====== RECORDS FOR THE EXERCISE

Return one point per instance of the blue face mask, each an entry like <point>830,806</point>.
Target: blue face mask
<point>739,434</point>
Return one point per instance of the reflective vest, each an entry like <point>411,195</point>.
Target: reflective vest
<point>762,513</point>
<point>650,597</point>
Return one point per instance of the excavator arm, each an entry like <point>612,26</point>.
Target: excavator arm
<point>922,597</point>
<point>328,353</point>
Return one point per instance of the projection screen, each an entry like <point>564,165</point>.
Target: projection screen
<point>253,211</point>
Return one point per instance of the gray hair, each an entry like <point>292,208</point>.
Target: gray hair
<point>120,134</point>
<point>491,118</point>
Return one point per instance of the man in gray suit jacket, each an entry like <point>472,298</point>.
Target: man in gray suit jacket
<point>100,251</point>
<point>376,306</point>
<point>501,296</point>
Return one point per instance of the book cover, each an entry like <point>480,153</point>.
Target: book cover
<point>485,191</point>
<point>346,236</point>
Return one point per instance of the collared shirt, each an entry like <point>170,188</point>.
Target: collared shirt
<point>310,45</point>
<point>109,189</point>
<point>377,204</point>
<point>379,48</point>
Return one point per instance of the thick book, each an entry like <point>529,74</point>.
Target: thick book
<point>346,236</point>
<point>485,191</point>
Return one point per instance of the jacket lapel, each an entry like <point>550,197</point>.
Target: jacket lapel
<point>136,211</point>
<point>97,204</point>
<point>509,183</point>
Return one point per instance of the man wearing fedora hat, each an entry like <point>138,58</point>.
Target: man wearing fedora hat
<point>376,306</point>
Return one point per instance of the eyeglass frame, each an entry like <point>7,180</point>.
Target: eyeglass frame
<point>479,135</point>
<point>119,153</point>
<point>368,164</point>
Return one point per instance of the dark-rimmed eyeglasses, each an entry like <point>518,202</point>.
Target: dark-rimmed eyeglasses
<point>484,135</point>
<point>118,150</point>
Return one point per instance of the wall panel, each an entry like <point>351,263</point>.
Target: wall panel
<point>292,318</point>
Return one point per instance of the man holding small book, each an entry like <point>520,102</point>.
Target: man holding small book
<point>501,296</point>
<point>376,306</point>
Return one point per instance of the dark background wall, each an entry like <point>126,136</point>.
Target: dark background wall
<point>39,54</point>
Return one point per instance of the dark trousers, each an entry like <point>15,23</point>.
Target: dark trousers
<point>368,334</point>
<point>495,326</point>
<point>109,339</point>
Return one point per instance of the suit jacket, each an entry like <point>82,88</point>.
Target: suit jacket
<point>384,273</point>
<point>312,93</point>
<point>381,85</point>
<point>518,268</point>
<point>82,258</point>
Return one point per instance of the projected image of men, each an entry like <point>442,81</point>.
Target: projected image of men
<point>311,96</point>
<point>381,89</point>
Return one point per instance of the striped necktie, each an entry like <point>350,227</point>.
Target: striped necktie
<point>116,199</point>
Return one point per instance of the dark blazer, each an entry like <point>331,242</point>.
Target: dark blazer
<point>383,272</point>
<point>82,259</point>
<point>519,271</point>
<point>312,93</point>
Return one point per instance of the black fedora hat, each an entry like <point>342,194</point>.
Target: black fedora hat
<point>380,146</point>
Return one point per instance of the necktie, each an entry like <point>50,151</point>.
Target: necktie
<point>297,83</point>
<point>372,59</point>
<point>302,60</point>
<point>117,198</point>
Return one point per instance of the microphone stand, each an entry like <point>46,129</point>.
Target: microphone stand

============

» TASK ITEM
Which lines run from the one containing "Return one point per instance of the black" through the end of the material? Output them exactly.

» WRITTEN REPLY
Return one point per instance of the black fedora hat, each an entry like <point>342,194</point>.
Target: black fedora hat
<point>380,146</point>
Return one point per instance of the necktie, each an entry like <point>50,151</point>.
Target: necktie
<point>297,83</point>
<point>372,59</point>
<point>302,60</point>
<point>117,198</point>
Return one point per instance of the microphone stand, each an entry like <point>46,129</point>.
Target: microphone stand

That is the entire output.